Stored entries:

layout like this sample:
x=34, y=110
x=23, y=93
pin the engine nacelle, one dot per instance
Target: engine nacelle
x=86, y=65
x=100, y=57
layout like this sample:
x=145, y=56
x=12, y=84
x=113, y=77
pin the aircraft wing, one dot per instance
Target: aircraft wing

What you should do =
Every line above in which the word "aircraft" occurs is to be copied.

Output of the exercise =
pin the aircraft wing, one dot per instance
Target: aircraft wing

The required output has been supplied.